:: REQUIRED TASK ::
Every line from the one with "the girl's open" through the end of the records below should be restated word for word, and nothing outside that span.

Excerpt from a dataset
-----

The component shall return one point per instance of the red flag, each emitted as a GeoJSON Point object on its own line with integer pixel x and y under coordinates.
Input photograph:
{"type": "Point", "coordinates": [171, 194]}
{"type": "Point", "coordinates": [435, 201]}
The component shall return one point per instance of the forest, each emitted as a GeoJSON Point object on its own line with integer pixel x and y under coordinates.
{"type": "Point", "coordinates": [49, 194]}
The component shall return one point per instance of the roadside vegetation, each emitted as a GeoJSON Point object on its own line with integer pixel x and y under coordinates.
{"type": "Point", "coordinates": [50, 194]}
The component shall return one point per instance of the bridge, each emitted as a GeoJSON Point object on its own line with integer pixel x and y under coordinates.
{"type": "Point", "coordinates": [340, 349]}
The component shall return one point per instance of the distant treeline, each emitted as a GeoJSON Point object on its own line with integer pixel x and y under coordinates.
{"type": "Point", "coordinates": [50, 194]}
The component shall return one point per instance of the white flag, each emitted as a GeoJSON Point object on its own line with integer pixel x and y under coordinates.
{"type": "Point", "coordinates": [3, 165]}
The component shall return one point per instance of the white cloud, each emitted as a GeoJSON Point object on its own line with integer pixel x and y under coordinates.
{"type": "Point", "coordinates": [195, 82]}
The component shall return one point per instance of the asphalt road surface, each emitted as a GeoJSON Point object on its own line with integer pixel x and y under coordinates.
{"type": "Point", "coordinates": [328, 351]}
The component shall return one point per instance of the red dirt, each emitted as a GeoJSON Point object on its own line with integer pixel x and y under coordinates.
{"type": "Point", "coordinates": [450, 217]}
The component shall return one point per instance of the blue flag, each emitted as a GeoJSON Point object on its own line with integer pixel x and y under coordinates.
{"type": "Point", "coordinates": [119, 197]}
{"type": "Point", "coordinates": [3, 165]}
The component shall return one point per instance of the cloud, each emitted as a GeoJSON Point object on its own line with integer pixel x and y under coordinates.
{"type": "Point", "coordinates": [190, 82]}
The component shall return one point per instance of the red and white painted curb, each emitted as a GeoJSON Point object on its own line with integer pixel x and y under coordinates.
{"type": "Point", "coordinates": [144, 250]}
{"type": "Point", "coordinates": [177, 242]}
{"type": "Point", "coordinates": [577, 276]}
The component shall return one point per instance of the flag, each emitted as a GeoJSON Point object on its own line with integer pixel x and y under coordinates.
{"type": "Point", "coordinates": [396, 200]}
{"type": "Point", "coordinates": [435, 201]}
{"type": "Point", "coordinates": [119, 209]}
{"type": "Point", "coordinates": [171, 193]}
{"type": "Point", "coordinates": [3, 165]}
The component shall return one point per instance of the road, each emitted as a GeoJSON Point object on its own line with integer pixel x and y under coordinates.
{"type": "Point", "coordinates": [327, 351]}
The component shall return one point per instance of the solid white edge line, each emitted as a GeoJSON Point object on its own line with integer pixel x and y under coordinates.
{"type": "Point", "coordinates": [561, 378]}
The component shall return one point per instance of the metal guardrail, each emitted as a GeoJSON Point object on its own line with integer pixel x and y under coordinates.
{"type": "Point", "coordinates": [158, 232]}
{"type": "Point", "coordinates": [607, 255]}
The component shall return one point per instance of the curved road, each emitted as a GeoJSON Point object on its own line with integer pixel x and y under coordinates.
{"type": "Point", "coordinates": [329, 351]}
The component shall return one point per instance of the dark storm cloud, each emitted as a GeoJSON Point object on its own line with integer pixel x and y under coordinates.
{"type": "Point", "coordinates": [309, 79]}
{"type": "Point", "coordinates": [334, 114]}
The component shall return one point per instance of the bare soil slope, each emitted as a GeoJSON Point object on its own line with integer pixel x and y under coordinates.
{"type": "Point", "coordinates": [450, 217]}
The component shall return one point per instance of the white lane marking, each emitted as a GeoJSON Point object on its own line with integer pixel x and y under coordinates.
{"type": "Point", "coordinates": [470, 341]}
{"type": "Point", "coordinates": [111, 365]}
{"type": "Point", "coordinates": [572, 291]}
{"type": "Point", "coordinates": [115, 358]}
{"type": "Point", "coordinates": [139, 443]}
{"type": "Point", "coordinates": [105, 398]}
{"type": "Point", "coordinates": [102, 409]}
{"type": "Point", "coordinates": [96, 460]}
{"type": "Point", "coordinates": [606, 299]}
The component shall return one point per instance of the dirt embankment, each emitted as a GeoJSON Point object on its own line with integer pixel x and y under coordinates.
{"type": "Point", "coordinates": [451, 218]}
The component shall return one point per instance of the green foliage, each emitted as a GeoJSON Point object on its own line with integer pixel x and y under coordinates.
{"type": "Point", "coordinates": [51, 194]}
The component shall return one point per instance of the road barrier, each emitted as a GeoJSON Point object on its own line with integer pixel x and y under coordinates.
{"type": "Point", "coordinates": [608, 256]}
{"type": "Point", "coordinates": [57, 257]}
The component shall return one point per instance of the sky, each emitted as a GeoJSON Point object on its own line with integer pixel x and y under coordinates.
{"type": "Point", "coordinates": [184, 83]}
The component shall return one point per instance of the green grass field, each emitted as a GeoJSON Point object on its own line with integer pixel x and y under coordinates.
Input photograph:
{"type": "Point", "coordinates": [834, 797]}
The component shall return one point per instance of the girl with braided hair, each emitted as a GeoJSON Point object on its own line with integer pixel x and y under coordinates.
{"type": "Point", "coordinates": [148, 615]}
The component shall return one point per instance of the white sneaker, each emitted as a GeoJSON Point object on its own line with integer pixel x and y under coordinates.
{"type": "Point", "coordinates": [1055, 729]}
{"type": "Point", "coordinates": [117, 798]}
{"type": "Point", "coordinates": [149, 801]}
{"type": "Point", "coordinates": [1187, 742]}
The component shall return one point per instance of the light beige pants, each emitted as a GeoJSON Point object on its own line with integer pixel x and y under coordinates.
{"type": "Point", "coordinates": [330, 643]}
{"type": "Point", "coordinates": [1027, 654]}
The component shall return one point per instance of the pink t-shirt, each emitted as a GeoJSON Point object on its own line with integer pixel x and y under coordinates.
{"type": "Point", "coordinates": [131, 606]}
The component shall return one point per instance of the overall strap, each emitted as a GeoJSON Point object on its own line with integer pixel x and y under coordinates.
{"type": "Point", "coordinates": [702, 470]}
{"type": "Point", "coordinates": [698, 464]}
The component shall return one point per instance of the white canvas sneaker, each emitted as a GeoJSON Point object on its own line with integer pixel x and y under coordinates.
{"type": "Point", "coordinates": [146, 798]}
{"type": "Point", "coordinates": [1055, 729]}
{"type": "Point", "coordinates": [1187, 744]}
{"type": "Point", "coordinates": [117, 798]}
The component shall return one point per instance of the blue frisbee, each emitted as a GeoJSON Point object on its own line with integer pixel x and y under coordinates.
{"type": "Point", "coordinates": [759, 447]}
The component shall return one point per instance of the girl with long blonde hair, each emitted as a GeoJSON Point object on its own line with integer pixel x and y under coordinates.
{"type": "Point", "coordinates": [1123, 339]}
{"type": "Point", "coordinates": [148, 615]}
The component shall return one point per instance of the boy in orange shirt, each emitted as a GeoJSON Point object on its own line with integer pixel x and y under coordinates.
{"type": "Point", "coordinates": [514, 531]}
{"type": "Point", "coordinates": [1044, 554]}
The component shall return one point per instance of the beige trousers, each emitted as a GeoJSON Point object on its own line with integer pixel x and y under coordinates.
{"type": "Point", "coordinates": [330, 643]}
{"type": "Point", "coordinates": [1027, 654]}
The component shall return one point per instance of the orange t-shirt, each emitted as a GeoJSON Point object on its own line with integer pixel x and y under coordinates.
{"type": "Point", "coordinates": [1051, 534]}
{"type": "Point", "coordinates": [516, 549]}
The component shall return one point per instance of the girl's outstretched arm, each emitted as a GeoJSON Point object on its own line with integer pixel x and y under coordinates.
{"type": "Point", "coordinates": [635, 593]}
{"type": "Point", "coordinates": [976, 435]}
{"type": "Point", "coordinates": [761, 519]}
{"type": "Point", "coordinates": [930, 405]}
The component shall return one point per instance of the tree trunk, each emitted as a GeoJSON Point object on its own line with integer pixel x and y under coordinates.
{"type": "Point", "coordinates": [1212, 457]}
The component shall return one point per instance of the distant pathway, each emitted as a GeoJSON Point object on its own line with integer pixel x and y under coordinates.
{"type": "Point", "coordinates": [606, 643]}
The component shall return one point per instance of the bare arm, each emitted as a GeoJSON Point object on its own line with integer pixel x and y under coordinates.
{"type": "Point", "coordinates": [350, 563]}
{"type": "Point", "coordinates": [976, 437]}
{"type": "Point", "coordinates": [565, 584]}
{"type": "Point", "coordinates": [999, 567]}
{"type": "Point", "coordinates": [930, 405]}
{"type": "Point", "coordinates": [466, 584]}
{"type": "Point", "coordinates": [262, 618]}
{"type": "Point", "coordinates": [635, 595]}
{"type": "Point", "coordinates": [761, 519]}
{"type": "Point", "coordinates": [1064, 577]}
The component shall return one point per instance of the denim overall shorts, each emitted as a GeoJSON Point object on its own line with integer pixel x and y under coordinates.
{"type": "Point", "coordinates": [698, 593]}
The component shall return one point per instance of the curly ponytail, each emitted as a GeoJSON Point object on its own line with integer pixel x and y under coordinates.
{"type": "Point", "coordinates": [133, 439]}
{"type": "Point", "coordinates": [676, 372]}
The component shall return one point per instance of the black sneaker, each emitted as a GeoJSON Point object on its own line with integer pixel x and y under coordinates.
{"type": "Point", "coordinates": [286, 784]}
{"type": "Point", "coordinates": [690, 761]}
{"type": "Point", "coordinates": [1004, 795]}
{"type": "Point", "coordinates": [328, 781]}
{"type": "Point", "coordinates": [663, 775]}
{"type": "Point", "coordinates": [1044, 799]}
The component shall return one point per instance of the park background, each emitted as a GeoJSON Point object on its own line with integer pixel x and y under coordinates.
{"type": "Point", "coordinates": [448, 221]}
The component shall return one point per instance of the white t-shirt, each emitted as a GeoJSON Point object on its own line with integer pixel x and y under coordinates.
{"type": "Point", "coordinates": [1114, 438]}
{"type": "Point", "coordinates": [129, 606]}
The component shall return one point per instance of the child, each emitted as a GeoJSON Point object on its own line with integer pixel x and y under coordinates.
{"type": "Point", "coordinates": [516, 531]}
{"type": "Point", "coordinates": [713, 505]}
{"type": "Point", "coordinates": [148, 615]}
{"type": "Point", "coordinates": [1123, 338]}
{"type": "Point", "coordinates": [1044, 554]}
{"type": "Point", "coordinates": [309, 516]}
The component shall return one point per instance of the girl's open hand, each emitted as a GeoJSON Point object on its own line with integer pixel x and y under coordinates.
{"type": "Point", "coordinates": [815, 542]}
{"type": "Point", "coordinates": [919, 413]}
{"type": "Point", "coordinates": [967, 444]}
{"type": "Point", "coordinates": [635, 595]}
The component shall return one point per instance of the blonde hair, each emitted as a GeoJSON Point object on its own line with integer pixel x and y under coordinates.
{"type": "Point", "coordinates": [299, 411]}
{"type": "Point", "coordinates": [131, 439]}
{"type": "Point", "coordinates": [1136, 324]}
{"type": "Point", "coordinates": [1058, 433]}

-----

:: PROBLEM SOLUTION ::
The component shall return one point per instance of the girl's open hand, each emitted as a GeoJSON Point object on its own line with integer pixel x and y under coordinates.
{"type": "Point", "coordinates": [815, 542]}
{"type": "Point", "coordinates": [919, 413]}
{"type": "Point", "coordinates": [967, 444]}
{"type": "Point", "coordinates": [635, 595]}
The component shall return one point per instance of the blonde hair, each emitted as a GeoJSON Point object on its own line with integer pixel x and y under coordinates.
{"type": "Point", "coordinates": [299, 411]}
{"type": "Point", "coordinates": [131, 439]}
{"type": "Point", "coordinates": [1136, 324]}
{"type": "Point", "coordinates": [1058, 433]}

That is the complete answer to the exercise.